> [Problem set]
(A) Translate this sentence from the news report on King Fahd's health into Spanish: "The monarch, believed to be 84, has been frail since suffering a stroke a decade ago and has delegated the running of day-to-day affairs to his half-brother, Crown Prince Abdullah."
(B) List every person the news report on King Fahd's health names, leaving out names that appear only within a hospital's name.
(C) Resume the news report on King Fahd's health after its final sentence.

> [Provided passage]
======

Officials say King Fahd in stable condition

RIYADH (AFP) — King Fahd, the ruler of oil powerhouse Saudi Arabia, remained in hospital Saturday with a lung infection as worries about his health sent crude prices higher and the authorities insisted there was no cause for concern.
“His condition is stable… The results of medical tests make us reassured,” Foreign Minister Prince Saud Faisal told reporters.

It was the first official reference to the outcome of the examinations conducted after King Fahd was transferred to the King Faisal Specialist Hospital Friday evening.

The monarch, believed to be 84, has been frail since suffering a stroke a decade ago and has delegated the running of day-to-day affairs to his half-brother, Crown Prince Abdullah.

Prince Saud did not give details, but official sources earlier told AFP King Fahd had a lung infection.

Prince Abdullah, who is expected to eventually succeed King Fahd, has long represented Riyadh at such meetings and in talks with world leaders, visiting US President George W. Bush at his Texas ranch last month for the second time in three years.

The foreign minister’s remarks were in line with previous official statements reporting that King Fahd was in good shape after being admitted to hospital for medical tests.

Officials also dismissed reports that a state of alert has been declared in the vast kingdom, which has been battling a wave of violence by suspected Al Qaeda militants for the past two years.

“We have a law of governance. There is a crown prince, and if you ask any Saudi who will be the next king, he will answer you,” a senior Saudi official told AFP on condition of anonymity, referring to a document promulgated by King Fahd in 1992.

The situation on the streets of the capital was normal with no apparent extra police deployment except outside the hospital where the monarch was being treated and as part of arrangements for the Gulf summit.

“People don’t expect anything abnormal to happen. So there was actually no need to take any extra security measure whatsoever,” Interior Ministry Spokesman Mansur Turki told AFP. He had earlier denied reports that a state of alert was declared in the kingdom, which sits on a quarter of global oil reserves.

But oil markets reacted nervously to the news from Saudi Arabia, which is currently pumping 9.5 million barrels per day and has declared readiness to hike production to meet surging global demand.

======

> [Dataset extract]
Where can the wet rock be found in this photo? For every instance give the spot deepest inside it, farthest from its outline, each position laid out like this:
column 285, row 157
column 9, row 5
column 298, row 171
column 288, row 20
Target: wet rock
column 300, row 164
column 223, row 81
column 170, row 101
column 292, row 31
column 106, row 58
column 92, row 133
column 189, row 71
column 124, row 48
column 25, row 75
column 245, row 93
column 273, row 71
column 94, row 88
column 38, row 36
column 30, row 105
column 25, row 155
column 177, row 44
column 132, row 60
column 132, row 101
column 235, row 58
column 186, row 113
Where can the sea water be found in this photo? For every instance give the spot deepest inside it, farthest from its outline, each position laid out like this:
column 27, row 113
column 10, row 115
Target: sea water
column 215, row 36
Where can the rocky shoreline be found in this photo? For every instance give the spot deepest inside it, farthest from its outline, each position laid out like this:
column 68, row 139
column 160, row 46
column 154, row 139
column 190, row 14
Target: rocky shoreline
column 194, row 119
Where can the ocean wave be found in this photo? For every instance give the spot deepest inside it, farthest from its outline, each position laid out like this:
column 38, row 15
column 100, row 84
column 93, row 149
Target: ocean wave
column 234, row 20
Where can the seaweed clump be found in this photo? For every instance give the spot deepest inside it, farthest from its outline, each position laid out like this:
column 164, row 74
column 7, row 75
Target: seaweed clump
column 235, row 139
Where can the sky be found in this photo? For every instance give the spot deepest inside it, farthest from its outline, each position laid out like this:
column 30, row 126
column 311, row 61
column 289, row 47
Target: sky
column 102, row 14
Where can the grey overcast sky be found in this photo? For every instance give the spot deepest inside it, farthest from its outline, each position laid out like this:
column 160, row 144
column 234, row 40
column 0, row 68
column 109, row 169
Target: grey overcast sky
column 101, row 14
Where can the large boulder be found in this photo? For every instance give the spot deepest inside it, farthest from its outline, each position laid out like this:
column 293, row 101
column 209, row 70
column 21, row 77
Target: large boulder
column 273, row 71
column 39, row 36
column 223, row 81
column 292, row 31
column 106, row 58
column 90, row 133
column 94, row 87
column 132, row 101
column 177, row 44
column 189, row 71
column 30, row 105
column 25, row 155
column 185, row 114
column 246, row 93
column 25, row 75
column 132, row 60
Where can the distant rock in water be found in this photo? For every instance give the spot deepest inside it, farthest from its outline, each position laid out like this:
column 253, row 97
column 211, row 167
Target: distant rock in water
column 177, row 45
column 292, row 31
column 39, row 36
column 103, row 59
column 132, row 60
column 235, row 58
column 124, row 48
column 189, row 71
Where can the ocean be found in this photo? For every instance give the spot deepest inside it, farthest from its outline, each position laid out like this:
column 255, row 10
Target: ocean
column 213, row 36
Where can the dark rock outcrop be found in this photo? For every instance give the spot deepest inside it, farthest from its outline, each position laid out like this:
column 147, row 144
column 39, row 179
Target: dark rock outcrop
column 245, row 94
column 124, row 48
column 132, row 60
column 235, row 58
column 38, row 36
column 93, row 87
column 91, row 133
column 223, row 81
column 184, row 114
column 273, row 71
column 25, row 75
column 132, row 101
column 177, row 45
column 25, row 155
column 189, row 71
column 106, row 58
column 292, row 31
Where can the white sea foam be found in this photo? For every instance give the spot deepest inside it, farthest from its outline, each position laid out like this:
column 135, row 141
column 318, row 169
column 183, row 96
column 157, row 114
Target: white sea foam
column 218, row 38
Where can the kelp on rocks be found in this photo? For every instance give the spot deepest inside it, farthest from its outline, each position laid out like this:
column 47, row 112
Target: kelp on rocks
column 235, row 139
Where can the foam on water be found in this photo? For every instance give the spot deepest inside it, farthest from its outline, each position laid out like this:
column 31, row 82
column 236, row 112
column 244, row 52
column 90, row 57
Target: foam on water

======

> [Answers per task]
(A) El monarca, que se cree que tiene 84 años, ha estado frágil desde que sufrió un derrame cerebral hace una década y ha delegado la gestión de los asuntos cotidianos en su medio hermano, el príncipe heredero Abdullah.

(B)
King Fahd
Prince Saud Faisal
Crown Prince Abdullah
George W. Bush
Mansur Turki

(C)
New York’s main contract, light sweet crude for delivery in July, climbed 84 cents to $51.85 per barrel Friday. In London, the price of Brent North Sea crude oil for July delivery gained 54 cents to $50.70.

Gulf experts, however, said King Fahd’s state of health will not affect Saudi oil policy, which has been marked by stability under Prince Abdullah’s command.

Official sources told AFP late Friday that King Fahd was running a high temperature and suffering from a lung infection, necessitating a CT scan. But the sources insisted his condition was not alarming.

Medical sources also said he had a lung ailment, adding that the latest deterioration in the king’s health started a week earlier with a serious flu.

State television broadcast normal programmes Saturday and reported only the official statements about the monarch’s health, which also made front pages in the local press.

“Custodian of the Two Holy Mosques in good health and medical examinations proceeding normally,” headlined Al Riyadh, while Al Jazeera also highlighted the denial that a state of alert had been declared.

Saudi Arabia hosts Islam’s two holiest sites in Mecca and Medina, and King Fahd is known as their custodian.

The health of the king, who ascended to the throne in 1982 and is the eighth son of the founder of modern Saudi Arabia, first deteriorated in November 1995 when he suffered a stroke.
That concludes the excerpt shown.